Dataset rows
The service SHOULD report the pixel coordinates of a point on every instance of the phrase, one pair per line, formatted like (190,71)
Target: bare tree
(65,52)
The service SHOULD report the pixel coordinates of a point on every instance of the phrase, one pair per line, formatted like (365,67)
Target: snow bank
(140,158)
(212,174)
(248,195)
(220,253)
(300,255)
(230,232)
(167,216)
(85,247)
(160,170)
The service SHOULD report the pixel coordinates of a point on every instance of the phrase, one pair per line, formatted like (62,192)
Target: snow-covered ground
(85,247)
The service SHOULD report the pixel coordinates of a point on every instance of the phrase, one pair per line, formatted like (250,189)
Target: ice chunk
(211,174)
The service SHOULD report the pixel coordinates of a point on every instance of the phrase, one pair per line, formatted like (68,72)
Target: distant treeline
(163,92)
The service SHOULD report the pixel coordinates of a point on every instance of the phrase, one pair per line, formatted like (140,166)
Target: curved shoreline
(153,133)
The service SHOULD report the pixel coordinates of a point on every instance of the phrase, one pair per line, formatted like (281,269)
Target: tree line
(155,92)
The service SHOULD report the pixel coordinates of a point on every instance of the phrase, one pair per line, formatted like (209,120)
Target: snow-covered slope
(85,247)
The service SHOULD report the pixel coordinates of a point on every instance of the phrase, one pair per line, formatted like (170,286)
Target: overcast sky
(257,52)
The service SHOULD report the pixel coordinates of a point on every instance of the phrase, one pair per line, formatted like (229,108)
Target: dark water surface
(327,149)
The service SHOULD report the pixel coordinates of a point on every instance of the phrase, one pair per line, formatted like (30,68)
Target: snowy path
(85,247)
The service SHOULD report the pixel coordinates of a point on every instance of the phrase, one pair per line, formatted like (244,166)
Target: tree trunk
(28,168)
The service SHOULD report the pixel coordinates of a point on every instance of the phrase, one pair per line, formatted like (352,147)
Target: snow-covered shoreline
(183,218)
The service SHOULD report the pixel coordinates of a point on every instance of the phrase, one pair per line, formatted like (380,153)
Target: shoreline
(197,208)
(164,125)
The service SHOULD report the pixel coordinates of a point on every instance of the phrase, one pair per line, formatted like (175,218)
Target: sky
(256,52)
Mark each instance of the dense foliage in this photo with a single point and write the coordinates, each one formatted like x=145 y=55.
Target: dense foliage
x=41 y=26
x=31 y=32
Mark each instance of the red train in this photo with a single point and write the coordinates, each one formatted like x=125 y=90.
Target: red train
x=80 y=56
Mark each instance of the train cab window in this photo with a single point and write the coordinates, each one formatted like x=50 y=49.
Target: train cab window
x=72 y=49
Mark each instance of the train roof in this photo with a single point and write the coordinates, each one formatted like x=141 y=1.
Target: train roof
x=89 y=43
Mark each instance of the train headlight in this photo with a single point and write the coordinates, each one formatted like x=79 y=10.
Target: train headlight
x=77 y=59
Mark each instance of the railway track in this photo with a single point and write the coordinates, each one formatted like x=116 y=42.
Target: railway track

REQUIRED WORK: Reproduce each entry above exactly, keeping every word.

EXERCISE OUTPUT:
The service SHOULD report the pixel coordinates of a point on every instance of the phrase, one pair per line, formatted like (190,71)
Target: bare tree
(65,52)
The service SHOULD report the pixel coordinates of a point on every instance of the phrase, one pair per line, formatted like (365,67)
Target: snow bank
(140,158)
(212,174)
(248,195)
(220,253)
(300,255)
(230,232)
(167,216)
(85,247)
(160,170)
The service SHOULD report the pixel coordinates of a point on every instance of the phrase, one pair per line, formatted like (62,192)
Target: snow-covered ground
(85,247)
The service SHOULD report the pixel coordinates of a point on every instance of the phrase, one pair per line, formatted like (250,189)
Target: ice chunk
(211,174)
The service SHOULD report the pixel coordinates of a point on every instance of the phrase, one pair per line, formatted like (68,72)
Target: distant treeline
(163,92)
The service SHOULD report the pixel coordinates of a point on every instance of the phrase, one pair per line, formatted like (140,166)
Target: curved shoreline
(153,133)
The service SHOULD report the pixel coordinates of a point on every instance of the phrase, one pair per line, formatted like (281,269)
Target: tree line
(155,92)
The service SHOULD report the pixel coordinates of a point on every instance of the phrase, one pair per line, formatted like (209,120)
Target: snow-covered slope
(85,247)
The service SHOULD report the pixel coordinates of a point on every instance of the phrase, one pair per line, formatted like (170,286)
Target: overcast sky
(257,52)
The service SHOULD report the pixel coordinates of a point on every instance of the phrase, one pair per line, formatted like (229,108)
Target: dark water surface
(327,149)
The service SHOULD report the pixel coordinates of a point on every instance of the phrase, one pair per line, formatted like (30,68)
Target: snowy path
(85,247)
The service SHOULD report the pixel coordinates of a point on every instance of the phrase, one pair per line, formatted like (244,166)
Target: tree trunk
(28,168)
The service SHOULD report the pixel coordinates of a point on every instance of the phrase, one pair per line, formatted like (352,147)
Target: snow-covered shoreline
(183,218)
The service SHOULD report the pixel coordinates of a point on every instance of the phrase, one pair per line, formatted like (380,153)
Target: shoreline
(197,208)
(164,125)
The service SHOULD report the pixel coordinates of a point on every instance of the phrase, one pair per line, formatted like (175,218)
Target: sky
(256,52)
Mark each instance of the dense foliage in this photo with a single point and write the coordinates, each one formatted like x=145 y=55.
Target: dense foliage
x=41 y=26
x=31 y=32
Mark each instance of the red train in this photo with a single point and write the coordinates, each one formatted like x=125 y=90.
Target: red train
x=80 y=56
Mark each instance of the train cab window in this photo with a single point and write the coordinates, each one formatted like x=50 y=49.
Target: train cab window
x=72 y=49
Mark each instance of the train roof in this photo with a single point and write the coordinates, each one formatted like x=141 y=1.
Target: train roof
x=89 y=43
Mark each instance of the train headlight in this photo with a single point and write the coordinates, each one formatted like x=79 y=10.
Target: train headlight
x=77 y=59
Mark each instance of the railway track in this photo with a single point and write the coordinates, each one formatted like x=116 y=42.
Target: railway track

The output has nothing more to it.